Problem to work on:
Reproduce the lines from the very first one through the line containing "xmin=2 ymin=170 xmax=33 ymax=178", including both ends, and leave the pictures out of your answer.

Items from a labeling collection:
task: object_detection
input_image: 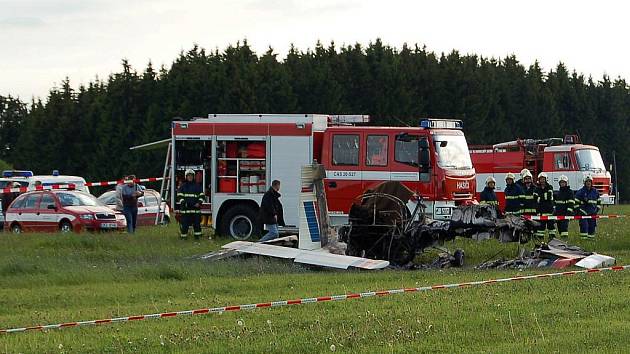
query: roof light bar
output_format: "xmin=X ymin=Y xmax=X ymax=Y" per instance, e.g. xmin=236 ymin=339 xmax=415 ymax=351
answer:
xmin=420 ymin=118 xmax=464 ymax=129
xmin=2 ymin=170 xmax=33 ymax=178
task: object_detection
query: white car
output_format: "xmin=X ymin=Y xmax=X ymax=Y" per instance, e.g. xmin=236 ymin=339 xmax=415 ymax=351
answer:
xmin=98 ymin=189 xmax=171 ymax=226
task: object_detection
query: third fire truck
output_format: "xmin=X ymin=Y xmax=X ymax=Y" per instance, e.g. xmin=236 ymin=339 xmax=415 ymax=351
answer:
xmin=157 ymin=114 xmax=475 ymax=239
xmin=470 ymin=135 xmax=615 ymax=205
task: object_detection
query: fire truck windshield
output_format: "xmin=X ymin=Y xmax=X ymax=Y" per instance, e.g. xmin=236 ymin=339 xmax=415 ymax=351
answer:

The solution:
task: object_detection
input_image: 
query: roof light bar
output_format: "xmin=X ymin=Y xmax=X ymax=Y" per instance, e.g. xmin=236 ymin=339 xmax=415 ymax=351
answer:
xmin=420 ymin=118 xmax=464 ymax=129
xmin=2 ymin=170 xmax=33 ymax=178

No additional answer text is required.